- **Page excerpt**:
------------------------------------

I agree. He did say something about turning the thermostat off in one of his posts.



> Pretty hard to confuse the white neutral wire with the bare copper ground wire even for the dumbest electrician trainee.


I'm sitting here chuckling. You wouldn't believe the things I've seen electricians with many, many years of experience do. The apprentices always have someone watching them (you hope) and their mistakes get corrected quickly (you hope).



> Now for Joe Handyman, anything is possible.


Fortunately, electricity is pretty forgiving and Joe Handyman gets away with things like switching the neutral instead of the hot wire (seen this happen many times). The switch will still turn the light on and off as it should, but you alway have a hot wire in the fixture and therein lies the danger.

Rich


----------



## Rich (Feb 22, 2007)

EricJRW said:


> Well once I realized that ground/neutral are electrically connected (kind of my personal epiphany a while back), if there was something that was noisy on the circuit (the fan) whether or not it had a ground would still mean noise on the circuit (just like 2dogz's dimmer example).
> 
> So the fan is noisy, puts 60Hz on the neutral, which means that 60Hz is also on the ground. That's why isolating the TV and/or removing the coax (grounded shield) solved the problem...
> 
> ...


Throwing away the fan would be the smart thing to do. That little bit of leakage going on in the fan is going to become a short circuit sooner or later. These things never heal, they just get worse.

Rich


----------



## veryoldschool (Dec 10, 2006)

rich584 said:


> If the plug has the neutral and hot wires swapped, the tester he is using will definitely show that. He checked that receptacle. I would think the fan is the problem. And the problem with the fan is leakage between the hot and neutral wires due to some malfunction of the devices in the fan. Doesn't have to be a lot of leakage, just a tad. His tester will not pick that up, but a GFI should. Throwing the fan out should solve that problem. in time, the leakage would have increased and a short circuit would have occurred.
> 
> We had a guy take a healthy shock using a "double insulated" drill. Solved that problem by making every mechanic use a GFI when using ANY electrical tool. They carried a male to female GFI adapter with them at all times. It became a terminal offense not to use one. Once you put something like that in your safety procedures, even tho it is not an OSHA requirement, you supersede OSHA's requirements and it becomes mandatory under OSHA. Confusing?
> 
> Rich


"defeative drill".
"leakage" from hot to neutral, is a bit  to me, as there is "a load" connecting them.
With "the fan" this was the thermostat circuit that was the problem. 
Not being "an expert" on GFIs, "I'd think", when the current differs [something like] 40 milliamps or more between the hot and neutral legs, it trips. "Leakage" between the two, would not, but "leakage" to anything else would.


----------



## Rich (Feb 22, 2007)

veryoldschool said:


> I would agree, but it's my nature to know why, so...


That I am well aware of.



> Since there are two fans, I'd see if both act this way.


He did that, they don't.



> If they don't, then the "bad one" goes "away".


I hope so, or we've wasted a lot of time.



> Is it the fan or where it's plugged in?


If I've read everything correctly it is the fan. Shouldn't be a problem with the circuit.

------------------------------------

- **Aim of the task**: Reproduce word for word the part of the wiring thread starting with "## veryoldschool (Dec" and going on through "would have occurred.". The records that follow the wiring thread come from a separate source.

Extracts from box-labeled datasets

------------------------------------

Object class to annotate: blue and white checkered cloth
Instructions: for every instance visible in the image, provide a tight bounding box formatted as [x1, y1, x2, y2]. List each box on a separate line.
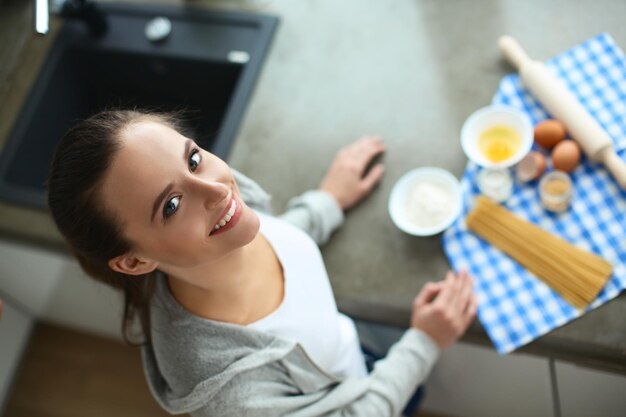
[443, 34, 626, 354]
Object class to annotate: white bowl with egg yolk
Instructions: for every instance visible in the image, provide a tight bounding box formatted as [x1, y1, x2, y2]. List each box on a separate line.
[389, 167, 462, 236]
[461, 105, 533, 168]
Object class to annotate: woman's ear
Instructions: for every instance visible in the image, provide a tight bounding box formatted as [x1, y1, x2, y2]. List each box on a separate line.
[109, 253, 159, 275]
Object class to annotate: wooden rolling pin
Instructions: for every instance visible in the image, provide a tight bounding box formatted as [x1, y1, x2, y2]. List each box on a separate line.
[498, 36, 626, 190]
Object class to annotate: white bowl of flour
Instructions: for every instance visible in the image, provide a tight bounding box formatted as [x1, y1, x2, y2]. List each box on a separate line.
[389, 167, 462, 236]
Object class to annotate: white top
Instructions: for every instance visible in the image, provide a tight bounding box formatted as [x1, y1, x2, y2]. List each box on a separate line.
[248, 212, 367, 377]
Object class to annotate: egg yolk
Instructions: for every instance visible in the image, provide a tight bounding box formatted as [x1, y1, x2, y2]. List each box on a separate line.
[478, 125, 522, 162]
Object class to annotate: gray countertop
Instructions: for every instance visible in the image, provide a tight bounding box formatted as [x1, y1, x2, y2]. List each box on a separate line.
[0, 0, 626, 372]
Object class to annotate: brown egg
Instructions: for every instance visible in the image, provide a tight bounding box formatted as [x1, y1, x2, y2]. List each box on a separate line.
[535, 119, 565, 149]
[552, 140, 580, 172]
[515, 151, 546, 182]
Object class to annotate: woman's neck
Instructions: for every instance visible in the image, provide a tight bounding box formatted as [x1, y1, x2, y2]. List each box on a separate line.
[168, 233, 284, 324]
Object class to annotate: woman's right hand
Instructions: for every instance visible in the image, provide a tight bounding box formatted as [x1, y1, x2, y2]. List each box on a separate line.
[411, 271, 477, 349]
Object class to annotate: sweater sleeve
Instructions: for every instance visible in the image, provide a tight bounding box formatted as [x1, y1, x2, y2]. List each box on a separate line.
[279, 190, 344, 245]
[320, 329, 439, 417]
[191, 329, 439, 417]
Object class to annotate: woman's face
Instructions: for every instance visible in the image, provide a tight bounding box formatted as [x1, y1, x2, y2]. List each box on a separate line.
[102, 121, 259, 273]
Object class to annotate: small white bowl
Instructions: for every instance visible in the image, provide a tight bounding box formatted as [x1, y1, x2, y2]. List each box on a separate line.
[461, 105, 533, 168]
[389, 167, 462, 236]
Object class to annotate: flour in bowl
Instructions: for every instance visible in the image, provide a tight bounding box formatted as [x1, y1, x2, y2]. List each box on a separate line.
[406, 180, 454, 228]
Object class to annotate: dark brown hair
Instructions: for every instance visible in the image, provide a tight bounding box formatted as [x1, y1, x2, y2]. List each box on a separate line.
[48, 110, 184, 344]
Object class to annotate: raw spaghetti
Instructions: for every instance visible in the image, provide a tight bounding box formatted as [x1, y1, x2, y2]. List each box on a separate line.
[466, 197, 613, 309]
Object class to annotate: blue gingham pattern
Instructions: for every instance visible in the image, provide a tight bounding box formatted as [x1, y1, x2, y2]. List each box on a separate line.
[443, 34, 626, 354]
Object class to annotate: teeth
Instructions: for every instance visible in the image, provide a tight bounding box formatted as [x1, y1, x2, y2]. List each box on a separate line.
[213, 200, 237, 230]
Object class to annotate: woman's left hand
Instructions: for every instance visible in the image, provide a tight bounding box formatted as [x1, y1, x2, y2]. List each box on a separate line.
[319, 136, 385, 210]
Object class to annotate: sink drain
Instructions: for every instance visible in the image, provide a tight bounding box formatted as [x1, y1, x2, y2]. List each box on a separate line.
[145, 16, 172, 42]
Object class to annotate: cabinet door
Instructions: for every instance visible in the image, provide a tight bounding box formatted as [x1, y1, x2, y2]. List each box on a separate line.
[0, 240, 67, 317]
[556, 362, 626, 417]
[0, 300, 33, 415]
[422, 343, 553, 417]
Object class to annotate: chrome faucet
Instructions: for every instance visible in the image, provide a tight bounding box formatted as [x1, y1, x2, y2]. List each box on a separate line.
[33, 0, 108, 36]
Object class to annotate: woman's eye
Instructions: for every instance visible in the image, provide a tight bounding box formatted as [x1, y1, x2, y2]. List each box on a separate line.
[163, 196, 180, 219]
[189, 149, 202, 172]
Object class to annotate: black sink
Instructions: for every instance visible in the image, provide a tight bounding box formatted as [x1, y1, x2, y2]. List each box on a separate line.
[0, 4, 278, 208]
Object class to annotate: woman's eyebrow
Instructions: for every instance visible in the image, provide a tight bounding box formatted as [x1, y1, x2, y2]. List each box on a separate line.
[150, 139, 193, 223]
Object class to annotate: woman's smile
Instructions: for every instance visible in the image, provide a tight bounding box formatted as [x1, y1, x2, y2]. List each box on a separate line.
[209, 193, 243, 236]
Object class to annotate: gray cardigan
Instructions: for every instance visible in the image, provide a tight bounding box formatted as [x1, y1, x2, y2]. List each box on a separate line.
[142, 172, 439, 417]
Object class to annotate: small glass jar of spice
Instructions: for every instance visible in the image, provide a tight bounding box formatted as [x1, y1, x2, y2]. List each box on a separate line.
[539, 171, 573, 213]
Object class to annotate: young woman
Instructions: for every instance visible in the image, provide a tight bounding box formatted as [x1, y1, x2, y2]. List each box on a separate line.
[48, 111, 476, 417]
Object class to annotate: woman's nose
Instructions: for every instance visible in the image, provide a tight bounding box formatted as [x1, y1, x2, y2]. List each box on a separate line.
[194, 179, 230, 210]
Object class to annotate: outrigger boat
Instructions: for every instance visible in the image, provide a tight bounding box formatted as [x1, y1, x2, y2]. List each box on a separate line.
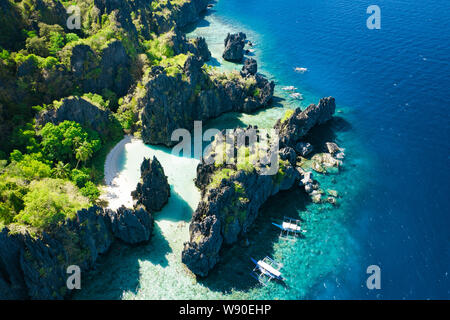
[250, 257, 285, 286]
[272, 217, 306, 240]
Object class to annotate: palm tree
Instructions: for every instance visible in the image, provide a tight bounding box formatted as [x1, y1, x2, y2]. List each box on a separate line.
[75, 141, 93, 169]
[53, 161, 70, 179]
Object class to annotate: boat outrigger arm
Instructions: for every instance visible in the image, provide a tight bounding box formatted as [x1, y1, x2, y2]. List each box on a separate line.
[272, 217, 306, 240]
[250, 257, 285, 286]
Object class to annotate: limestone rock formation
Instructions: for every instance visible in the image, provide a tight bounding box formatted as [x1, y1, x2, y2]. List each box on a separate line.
[222, 32, 247, 62]
[131, 156, 170, 212]
[137, 56, 275, 146]
[36, 97, 120, 139]
[182, 97, 335, 276]
[0, 206, 153, 300]
[241, 58, 258, 77]
[275, 97, 336, 147]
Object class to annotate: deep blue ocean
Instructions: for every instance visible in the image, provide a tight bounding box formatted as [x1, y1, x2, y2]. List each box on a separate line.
[76, 0, 450, 299]
[209, 0, 450, 299]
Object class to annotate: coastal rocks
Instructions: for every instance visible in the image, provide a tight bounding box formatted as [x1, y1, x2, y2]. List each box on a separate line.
[294, 142, 314, 157]
[136, 55, 275, 147]
[70, 40, 132, 96]
[36, 97, 120, 139]
[241, 58, 258, 77]
[325, 142, 345, 159]
[182, 98, 334, 277]
[222, 32, 247, 62]
[20, 233, 67, 300]
[275, 97, 336, 147]
[0, 206, 153, 300]
[107, 206, 153, 244]
[187, 37, 211, 62]
[0, 228, 28, 300]
[131, 156, 170, 212]
[181, 216, 223, 276]
[311, 153, 342, 173]
[278, 147, 297, 165]
[151, 0, 209, 34]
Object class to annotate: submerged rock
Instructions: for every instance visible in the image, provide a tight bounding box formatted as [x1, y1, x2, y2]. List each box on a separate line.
[325, 142, 345, 159]
[137, 56, 275, 147]
[294, 142, 314, 157]
[275, 97, 336, 147]
[241, 58, 258, 77]
[182, 98, 334, 276]
[222, 32, 247, 62]
[131, 156, 170, 212]
[107, 206, 153, 244]
[0, 202, 153, 300]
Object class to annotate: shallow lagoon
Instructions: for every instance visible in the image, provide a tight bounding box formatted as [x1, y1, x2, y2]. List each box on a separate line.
[75, 0, 450, 299]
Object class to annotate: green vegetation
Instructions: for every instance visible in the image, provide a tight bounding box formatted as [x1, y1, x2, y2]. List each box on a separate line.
[0, 0, 232, 238]
[14, 178, 89, 229]
[208, 168, 236, 189]
[160, 54, 188, 77]
[143, 33, 174, 64]
[0, 121, 101, 230]
[281, 109, 295, 123]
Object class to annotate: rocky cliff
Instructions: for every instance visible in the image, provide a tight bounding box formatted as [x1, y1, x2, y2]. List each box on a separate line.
[131, 156, 170, 212]
[222, 32, 247, 62]
[36, 97, 121, 141]
[0, 206, 153, 299]
[182, 97, 335, 276]
[137, 55, 275, 146]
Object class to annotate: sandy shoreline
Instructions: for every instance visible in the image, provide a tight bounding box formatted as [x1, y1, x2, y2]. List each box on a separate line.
[100, 135, 135, 209]
[103, 135, 133, 186]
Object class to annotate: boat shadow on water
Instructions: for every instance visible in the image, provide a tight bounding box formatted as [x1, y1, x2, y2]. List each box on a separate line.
[198, 117, 351, 294]
[198, 187, 310, 294]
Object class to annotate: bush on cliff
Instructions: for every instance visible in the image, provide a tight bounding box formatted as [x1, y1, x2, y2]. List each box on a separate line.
[14, 178, 89, 230]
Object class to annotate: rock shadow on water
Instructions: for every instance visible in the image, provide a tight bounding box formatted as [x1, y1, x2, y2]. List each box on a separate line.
[73, 223, 172, 300]
[180, 1, 217, 33]
[302, 116, 352, 153]
[198, 187, 309, 294]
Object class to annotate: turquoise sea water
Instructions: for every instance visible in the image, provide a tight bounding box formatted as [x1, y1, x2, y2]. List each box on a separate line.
[75, 0, 450, 299]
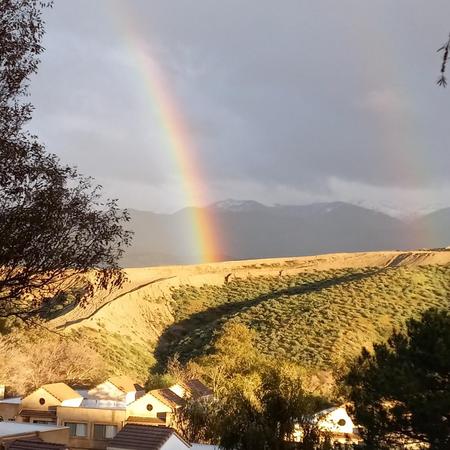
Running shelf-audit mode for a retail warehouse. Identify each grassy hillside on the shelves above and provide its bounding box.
[156,266,450,369]
[0,250,450,392]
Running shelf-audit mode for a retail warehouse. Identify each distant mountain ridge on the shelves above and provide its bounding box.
[122,199,450,267]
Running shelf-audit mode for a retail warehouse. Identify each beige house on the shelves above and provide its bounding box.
[107,425,191,450]
[0,397,22,422]
[0,377,211,449]
[294,406,362,444]
[169,379,213,398]
[16,383,83,424]
[87,376,145,404]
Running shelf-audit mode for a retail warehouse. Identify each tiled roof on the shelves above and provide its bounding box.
[7,439,67,450]
[19,409,56,419]
[183,380,213,397]
[42,383,82,402]
[108,424,190,450]
[150,389,185,408]
[127,416,166,425]
[107,375,139,393]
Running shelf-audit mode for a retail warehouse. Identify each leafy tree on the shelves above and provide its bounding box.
[176,322,326,450]
[0,0,130,320]
[437,37,450,87]
[344,309,450,450]
[0,329,109,394]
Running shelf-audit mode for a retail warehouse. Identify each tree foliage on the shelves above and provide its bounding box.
[0,0,130,320]
[0,330,108,395]
[344,309,450,450]
[176,324,327,450]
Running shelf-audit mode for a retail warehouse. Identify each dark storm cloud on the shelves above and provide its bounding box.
[27,0,450,211]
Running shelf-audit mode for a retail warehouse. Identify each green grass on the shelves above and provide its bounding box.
[156,266,450,369]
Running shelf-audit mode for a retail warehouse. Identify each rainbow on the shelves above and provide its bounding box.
[107,2,223,263]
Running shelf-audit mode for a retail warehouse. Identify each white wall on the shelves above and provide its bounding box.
[61,397,83,407]
[318,407,355,433]
[169,383,186,398]
[160,434,190,450]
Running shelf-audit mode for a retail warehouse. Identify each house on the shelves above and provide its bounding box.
[169,379,213,399]
[0,422,69,450]
[86,376,145,404]
[0,397,22,422]
[313,406,362,444]
[294,406,362,444]
[5,438,68,450]
[107,424,191,450]
[0,377,213,450]
[16,383,83,424]
[127,388,185,425]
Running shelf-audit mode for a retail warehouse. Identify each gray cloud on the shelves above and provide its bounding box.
[27,0,450,213]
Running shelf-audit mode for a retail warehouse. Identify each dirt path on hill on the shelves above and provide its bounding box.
[50,250,450,342]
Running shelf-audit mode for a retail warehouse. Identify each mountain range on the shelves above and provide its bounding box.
[121,200,450,267]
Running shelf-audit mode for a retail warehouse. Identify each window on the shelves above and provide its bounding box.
[65,422,87,437]
[156,413,167,422]
[94,424,117,440]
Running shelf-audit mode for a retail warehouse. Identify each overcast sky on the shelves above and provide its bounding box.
[27,0,450,213]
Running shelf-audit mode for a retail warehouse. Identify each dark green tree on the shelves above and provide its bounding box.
[0,0,130,320]
[344,309,450,450]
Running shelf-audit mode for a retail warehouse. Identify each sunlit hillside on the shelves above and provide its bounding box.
[31,250,450,379]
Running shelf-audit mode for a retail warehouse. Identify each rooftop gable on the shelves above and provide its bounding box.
[42,383,82,402]
[182,379,213,398]
[8,438,67,450]
[108,424,190,450]
[149,388,185,408]
[106,375,140,394]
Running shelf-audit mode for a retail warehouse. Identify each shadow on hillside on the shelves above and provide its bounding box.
[153,268,384,373]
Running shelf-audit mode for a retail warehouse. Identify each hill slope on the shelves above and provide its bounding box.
[46,251,450,375]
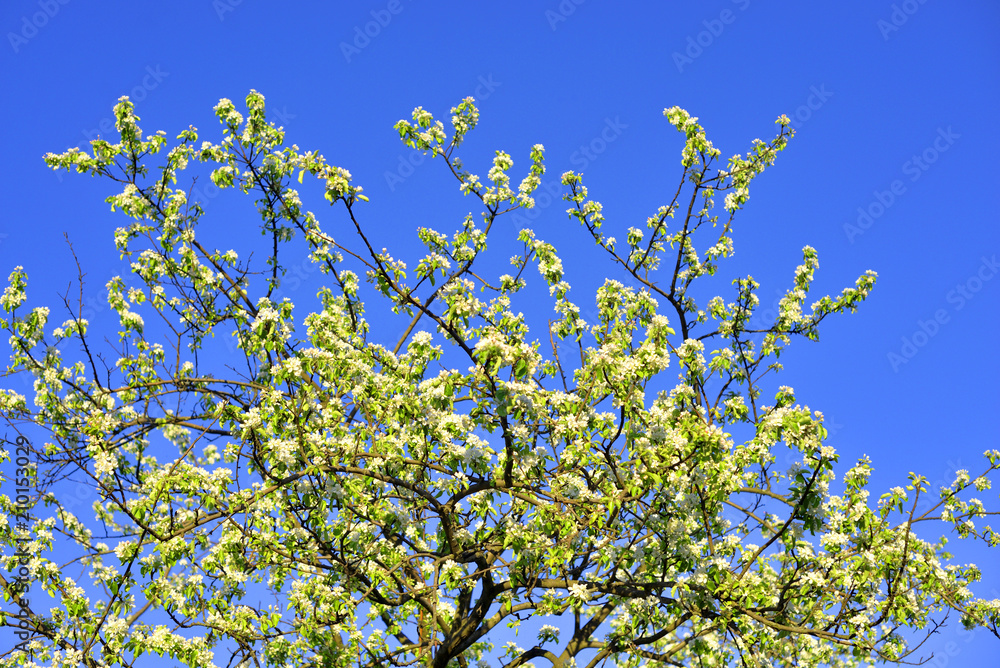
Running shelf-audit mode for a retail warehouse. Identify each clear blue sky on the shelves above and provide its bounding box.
[0,0,1000,667]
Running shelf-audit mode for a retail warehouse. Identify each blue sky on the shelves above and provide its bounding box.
[0,0,1000,666]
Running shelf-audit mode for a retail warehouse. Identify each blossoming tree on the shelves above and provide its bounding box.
[0,92,1000,668]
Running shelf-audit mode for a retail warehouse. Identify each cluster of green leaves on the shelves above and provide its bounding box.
[0,92,1000,668]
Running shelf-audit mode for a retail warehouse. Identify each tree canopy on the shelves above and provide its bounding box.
[0,91,1000,668]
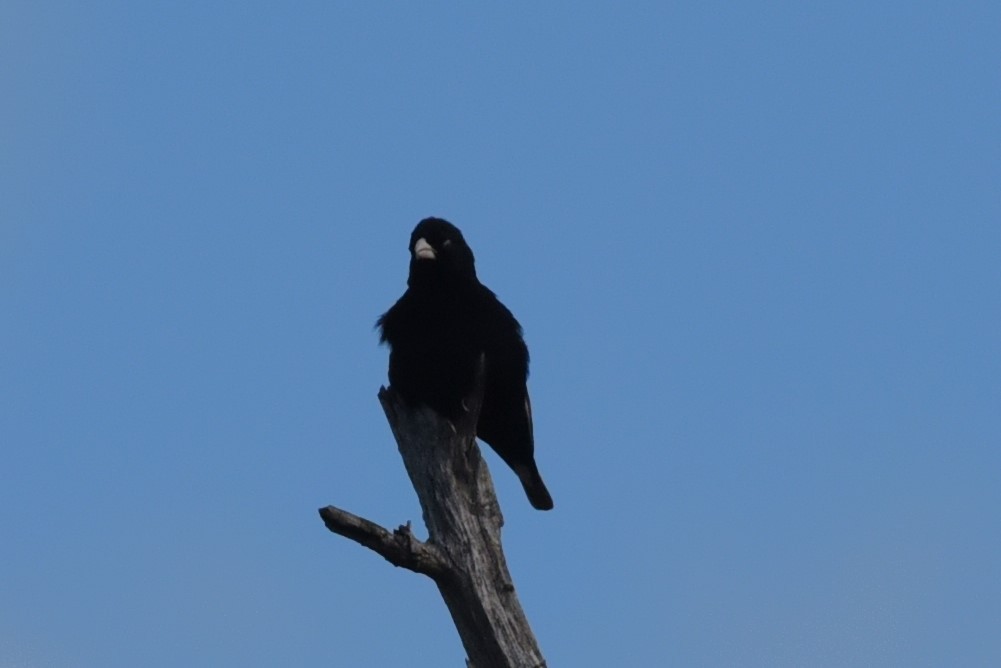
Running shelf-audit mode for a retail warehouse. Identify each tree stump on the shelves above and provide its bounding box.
[319,373,546,668]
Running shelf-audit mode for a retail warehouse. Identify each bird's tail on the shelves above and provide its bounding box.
[515,462,553,511]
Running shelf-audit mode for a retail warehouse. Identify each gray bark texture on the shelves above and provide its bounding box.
[319,382,546,668]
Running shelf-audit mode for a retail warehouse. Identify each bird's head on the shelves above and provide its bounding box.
[407,218,476,285]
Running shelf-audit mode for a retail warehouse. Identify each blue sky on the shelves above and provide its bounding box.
[0,1,1001,668]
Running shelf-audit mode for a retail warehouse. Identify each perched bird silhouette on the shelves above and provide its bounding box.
[377,218,553,510]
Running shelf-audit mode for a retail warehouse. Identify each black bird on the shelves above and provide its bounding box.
[378,218,553,510]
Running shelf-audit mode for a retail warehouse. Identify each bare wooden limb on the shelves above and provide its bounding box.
[319,506,445,578]
[320,366,546,668]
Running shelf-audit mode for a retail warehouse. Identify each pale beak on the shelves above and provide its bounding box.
[413,237,435,259]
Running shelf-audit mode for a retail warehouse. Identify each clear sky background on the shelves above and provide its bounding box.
[0,0,1001,668]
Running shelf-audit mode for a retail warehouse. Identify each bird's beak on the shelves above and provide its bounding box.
[413,237,436,259]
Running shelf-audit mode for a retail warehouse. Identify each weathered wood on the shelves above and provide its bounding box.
[320,374,546,668]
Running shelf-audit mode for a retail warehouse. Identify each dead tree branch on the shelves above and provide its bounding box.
[319,375,546,668]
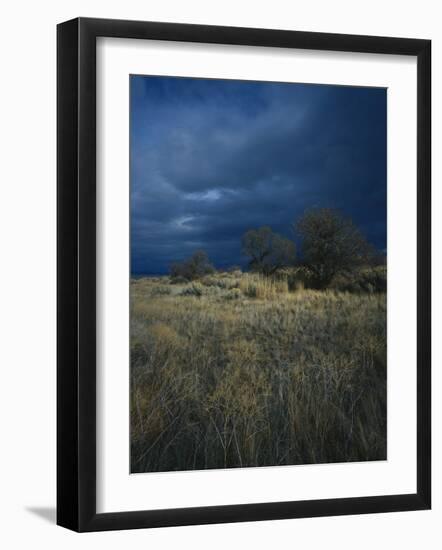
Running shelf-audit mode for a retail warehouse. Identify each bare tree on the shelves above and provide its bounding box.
[242,227,295,275]
[294,208,374,288]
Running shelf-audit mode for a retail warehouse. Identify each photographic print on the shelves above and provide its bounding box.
[129,75,387,473]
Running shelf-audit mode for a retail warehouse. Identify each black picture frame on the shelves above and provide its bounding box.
[57,18,431,532]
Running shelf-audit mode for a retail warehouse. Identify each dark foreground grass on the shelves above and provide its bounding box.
[131,274,386,472]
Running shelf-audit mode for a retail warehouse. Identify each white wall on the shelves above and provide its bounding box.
[0,0,442,550]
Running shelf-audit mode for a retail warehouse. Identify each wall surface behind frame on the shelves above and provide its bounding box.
[0,0,442,550]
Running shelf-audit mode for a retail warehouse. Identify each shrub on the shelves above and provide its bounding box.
[170,250,215,281]
[180,282,204,297]
[150,285,172,296]
[223,288,242,300]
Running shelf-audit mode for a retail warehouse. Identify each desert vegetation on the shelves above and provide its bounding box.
[130,211,386,472]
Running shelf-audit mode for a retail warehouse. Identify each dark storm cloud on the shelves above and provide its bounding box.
[131,76,386,273]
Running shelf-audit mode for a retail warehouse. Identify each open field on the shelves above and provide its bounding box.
[131,272,386,472]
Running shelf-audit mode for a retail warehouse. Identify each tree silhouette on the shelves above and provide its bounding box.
[242,227,295,275]
[294,208,374,288]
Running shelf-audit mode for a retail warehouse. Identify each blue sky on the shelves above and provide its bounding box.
[130,75,387,274]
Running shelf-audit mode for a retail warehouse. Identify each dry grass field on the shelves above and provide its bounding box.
[130,271,386,472]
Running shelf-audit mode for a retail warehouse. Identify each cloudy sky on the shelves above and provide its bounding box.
[130,76,386,274]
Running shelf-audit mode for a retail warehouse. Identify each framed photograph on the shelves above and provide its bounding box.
[57,18,431,531]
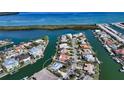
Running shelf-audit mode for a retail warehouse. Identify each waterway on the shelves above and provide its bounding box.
[0,12,124,80]
[0,12,124,26]
[0,29,124,80]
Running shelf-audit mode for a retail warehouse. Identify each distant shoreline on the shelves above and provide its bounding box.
[0,12,19,16]
[0,24,99,31]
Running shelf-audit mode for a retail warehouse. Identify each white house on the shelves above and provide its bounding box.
[2,58,19,72]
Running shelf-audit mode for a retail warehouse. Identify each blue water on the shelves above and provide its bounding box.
[0,12,124,26]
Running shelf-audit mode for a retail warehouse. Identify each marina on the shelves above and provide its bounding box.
[0,13,124,80]
[0,36,49,78]
[94,25,124,72]
[29,33,100,80]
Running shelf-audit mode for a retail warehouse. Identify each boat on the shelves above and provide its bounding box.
[113,57,121,63]
[120,69,124,72]
[21,76,28,80]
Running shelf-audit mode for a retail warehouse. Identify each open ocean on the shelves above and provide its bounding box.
[0,12,124,25]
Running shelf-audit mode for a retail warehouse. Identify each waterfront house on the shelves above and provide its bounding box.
[29,45,44,59]
[61,35,67,42]
[81,44,90,49]
[15,54,31,64]
[66,34,72,39]
[51,62,63,71]
[83,54,95,62]
[83,75,93,80]
[114,49,124,55]
[59,54,70,63]
[59,43,70,49]
[2,58,19,72]
[84,63,95,74]
[82,49,92,55]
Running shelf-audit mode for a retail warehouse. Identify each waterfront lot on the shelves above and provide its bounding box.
[0,29,124,80]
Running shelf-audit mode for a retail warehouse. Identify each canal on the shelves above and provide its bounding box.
[0,29,124,80]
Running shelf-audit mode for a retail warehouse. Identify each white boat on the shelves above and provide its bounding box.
[22,76,28,80]
[120,69,124,72]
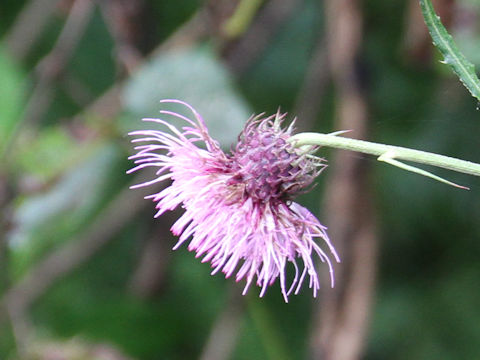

------------------------------------

- **Response to the task**:
## veryoldschool (Dec 10, 2006)

rich584 said:


> If the plug has the neutral and hot wires swapped, the tester he is using will definitely show that. He checked that receptacle. I would think the fan is the problem. And the problem with the fan is leakage between the hot and neutral wires due to some malfunction of the devices in the fan. Doesn't have to be a lot of leakage, just a tad. His tester will not pick that up, but a GFI should. Throwing the fan out should solve that problem. in time, the leakage would have increased and a short circuit would have occurred.